> **SHORT TASK**:
Everything from the line containing "the sign board" down to the last line of the entries below must be transcribed exactly, and nothing else.

> **PROVIDED DATA**:
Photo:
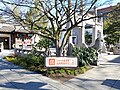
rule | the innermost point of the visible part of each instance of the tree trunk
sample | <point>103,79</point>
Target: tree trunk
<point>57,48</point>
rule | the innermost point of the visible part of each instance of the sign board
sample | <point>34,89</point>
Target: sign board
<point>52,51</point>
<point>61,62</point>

> **FINISHED ANSWER**:
rule | the innermost point of the visible part of each instance of the sign board
sample | <point>34,89</point>
Target: sign board
<point>52,51</point>
<point>61,62</point>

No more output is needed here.